*** Opening Selected extract ***

Beware, obstructive sleep apnoea

| Updated on: Mar 18, 2016

Always tired? Check your sleep. Do you wake up feeling unrested and irritable? Or does your family complain of your snoring?

These are common signs of obstructive sleep apnoea (OSA), a sleep disorder that, left untreated, can take its toll on the body and mind, says the United States Food and Drug Administration (USFDA).

Untreated OSA has been linked to high blood pressure, heart attack, stroke, car accidents, and depression. With sleep apnoea, your breathing pauses multiple times during sleep. The pauses last from a few seconds to minutes and can occur more than five times per hour to as high as 100 times. (Fewer than five times per hour is normal.) Sometimes, when you start breathing again, you make a loud snort or choking sound.

The most common Obstructive Sleep Apnoea is caused by a blockage of the airway, usually when the soft tissue in the back of the throat collapses. The less common form, central sleep apnoea, happens if the area of your brain that controls breathing does not send the correct signals to your breathing muscles.

Sleep apnoea is almost twice as common in men as it is in women. Risk factors include, being overweight, as extra fat tissue around the neck makes it harder to keep the airway open, smoking, having a family history of sleep apnoea, and having a nasal obstruction due to a deviated septum, allergies or sinus problem.

Children also get sleep apnoea, commonly between ages three and six, largely because of enlarged tonsils and adenoids in the upper airway. The diagnosis of sleep disorders requires a formal sleep study. Polysomnogram, the most common sleep study, takes place in a sleep centre or lab to record brain activity, eye movement, blood pressure and the amount of air that moves in and out of your lungs.

*** Closing Selected extract ***
*** Opening Excerpted data ***

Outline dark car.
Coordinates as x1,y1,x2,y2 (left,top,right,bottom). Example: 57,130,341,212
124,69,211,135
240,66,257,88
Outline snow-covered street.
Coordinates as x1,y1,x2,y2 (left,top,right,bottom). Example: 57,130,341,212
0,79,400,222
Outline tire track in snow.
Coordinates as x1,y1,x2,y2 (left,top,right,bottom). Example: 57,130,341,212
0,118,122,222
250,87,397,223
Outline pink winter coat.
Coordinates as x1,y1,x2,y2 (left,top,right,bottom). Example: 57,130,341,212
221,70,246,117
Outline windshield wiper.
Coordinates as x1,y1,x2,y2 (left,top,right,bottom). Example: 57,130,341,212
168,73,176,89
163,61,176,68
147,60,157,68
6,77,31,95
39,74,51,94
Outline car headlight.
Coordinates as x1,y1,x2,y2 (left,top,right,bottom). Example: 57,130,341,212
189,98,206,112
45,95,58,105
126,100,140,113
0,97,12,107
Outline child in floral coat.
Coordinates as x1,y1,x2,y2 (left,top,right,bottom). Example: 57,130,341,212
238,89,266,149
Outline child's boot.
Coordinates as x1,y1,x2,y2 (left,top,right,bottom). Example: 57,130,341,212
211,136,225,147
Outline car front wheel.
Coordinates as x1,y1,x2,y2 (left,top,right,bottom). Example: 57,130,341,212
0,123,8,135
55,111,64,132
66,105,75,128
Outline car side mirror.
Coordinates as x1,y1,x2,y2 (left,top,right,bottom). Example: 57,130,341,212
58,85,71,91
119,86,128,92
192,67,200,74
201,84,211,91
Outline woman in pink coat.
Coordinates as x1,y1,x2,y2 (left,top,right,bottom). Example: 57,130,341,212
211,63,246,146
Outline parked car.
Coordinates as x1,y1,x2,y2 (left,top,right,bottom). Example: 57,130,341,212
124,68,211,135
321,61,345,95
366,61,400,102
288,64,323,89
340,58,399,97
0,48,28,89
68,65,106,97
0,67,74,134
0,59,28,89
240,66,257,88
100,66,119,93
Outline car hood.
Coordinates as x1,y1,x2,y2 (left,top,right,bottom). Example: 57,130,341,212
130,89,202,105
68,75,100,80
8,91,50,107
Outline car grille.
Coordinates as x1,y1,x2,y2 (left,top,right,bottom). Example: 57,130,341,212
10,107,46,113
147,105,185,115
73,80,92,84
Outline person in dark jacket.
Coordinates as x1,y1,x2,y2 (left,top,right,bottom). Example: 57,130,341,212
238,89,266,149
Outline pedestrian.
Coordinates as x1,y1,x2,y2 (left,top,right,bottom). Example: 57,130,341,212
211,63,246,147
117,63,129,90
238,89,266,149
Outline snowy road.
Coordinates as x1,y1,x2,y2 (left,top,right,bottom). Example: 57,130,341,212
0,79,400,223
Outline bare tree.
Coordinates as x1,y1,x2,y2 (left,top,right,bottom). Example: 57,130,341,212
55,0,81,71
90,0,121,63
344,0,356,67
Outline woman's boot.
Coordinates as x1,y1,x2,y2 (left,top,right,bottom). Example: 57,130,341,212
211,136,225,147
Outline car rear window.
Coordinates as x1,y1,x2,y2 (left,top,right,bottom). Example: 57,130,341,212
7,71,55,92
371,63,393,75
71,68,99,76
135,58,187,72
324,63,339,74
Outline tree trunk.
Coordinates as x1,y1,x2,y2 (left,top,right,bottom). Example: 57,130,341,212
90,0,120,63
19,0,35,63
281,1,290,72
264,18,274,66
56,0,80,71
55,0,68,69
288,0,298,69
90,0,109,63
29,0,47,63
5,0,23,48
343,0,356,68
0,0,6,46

*** Closing Excerpted data ***

• **Problem 1**:
Reproduce verbatim the passage of the OSA article between "Untreated OSA has" and "your breathing muscles.", inclusive.
• **Problem 2**:
According to the OSA article, what does a polysomnogram record? List each item.
Rely only on the OSA article, not on the lines.

• **Your response 1**:
Untreated OSA has been linked to high blood pressure, heart attack, stroke, car accidents, and depression. With sleep apnoea, your breathing pauses multiple times during sleep. The pauses last from a few seconds to minutes and can occur more than five times per hour to as high as 100 times. (Fewer than five times per hour is normal.) Sometimes, when you start breathing again, you make a loud snort or choking sound.

The most common Obstructive Sleep Apnoea is caused by a blockage of the airway, usually when the soft tissue in the back of the throat collapses. The less common form, central sleep apnoea, happens if the area of your brain that controls breathing does not send the correct signals to your breathing muscles.

• **Your response 2**:
- Brain activity
- Eye movement
- Blood pressure
- The amount of air that moves in and out of your lungs